> [Activity]: Only the closing part of the listing is wanted: reproduce exactly the line containing "target | yellow shorts" and all lines below it.

> [Records supplied]:
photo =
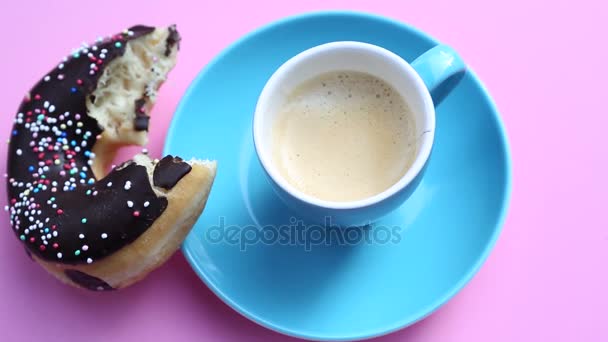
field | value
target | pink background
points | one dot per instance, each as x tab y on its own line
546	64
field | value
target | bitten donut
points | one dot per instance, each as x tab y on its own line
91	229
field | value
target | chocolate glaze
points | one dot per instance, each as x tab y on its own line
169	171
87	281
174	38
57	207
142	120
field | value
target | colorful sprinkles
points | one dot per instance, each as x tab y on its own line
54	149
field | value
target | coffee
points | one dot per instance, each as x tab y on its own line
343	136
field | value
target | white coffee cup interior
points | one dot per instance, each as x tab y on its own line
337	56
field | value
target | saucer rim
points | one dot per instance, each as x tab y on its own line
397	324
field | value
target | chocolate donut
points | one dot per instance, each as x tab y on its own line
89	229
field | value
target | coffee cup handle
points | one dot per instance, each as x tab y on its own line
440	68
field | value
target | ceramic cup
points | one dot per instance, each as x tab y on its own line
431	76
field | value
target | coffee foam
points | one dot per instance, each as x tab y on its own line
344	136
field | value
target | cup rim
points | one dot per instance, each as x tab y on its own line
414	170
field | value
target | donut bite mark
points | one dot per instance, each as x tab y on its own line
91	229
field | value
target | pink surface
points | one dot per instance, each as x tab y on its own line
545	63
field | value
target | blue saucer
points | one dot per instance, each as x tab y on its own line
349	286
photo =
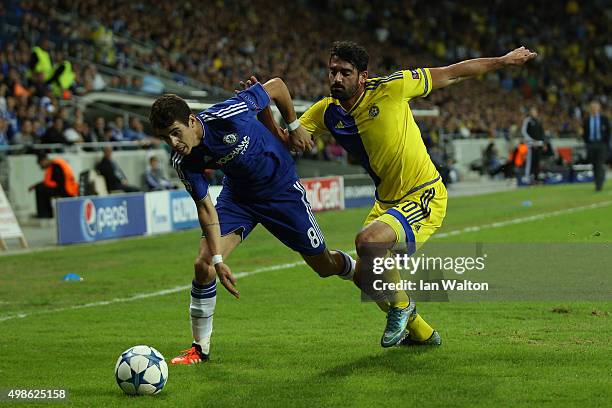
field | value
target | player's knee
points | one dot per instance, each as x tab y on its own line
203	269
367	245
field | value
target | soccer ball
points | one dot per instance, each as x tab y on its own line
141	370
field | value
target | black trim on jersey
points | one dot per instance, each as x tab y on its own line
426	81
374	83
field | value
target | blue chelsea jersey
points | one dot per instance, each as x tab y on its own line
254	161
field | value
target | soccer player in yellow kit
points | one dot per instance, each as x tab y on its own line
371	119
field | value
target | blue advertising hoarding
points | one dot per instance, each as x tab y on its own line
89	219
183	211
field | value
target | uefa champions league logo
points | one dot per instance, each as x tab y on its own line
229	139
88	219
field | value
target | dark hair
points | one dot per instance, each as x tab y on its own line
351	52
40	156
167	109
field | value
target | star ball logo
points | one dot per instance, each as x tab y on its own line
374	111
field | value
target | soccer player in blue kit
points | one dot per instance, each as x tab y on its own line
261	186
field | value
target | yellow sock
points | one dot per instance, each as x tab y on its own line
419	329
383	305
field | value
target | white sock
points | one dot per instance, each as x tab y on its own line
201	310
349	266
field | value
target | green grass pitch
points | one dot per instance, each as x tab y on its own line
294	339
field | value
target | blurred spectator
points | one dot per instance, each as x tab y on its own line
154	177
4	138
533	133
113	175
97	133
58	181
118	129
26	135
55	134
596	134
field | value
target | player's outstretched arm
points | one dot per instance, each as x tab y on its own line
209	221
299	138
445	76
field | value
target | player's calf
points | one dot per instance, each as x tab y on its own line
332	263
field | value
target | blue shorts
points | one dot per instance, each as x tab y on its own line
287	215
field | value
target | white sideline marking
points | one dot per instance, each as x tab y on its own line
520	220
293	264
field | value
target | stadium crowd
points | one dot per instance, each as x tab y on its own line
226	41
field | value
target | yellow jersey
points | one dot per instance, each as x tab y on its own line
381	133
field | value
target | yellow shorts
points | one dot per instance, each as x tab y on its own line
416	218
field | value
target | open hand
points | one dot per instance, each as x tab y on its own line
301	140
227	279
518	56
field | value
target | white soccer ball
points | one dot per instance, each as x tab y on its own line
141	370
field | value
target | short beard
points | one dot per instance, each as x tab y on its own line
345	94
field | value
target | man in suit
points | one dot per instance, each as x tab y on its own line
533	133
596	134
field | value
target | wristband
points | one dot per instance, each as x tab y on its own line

> [Solution]:
target | yellow shorts
points | one dot per instance, each as x tab y on its own line
416	218
field | value
target | open hand
points | one dot per instance, each as x tab y on its own line
301	140
227	279
518	56
field | value
target | white soccer ball
points | one dot per instance, each as x tab y on its own line
141	370
field | value
target | short beard
points | one dot per instance, each as x tab y on its own line
345	94
field | value
target | man in suit
points | one dot per instance, each as x tab y on its own line
533	133
596	134
field | value
target | wristband
points | one dot per instance, each as x tab y on its own line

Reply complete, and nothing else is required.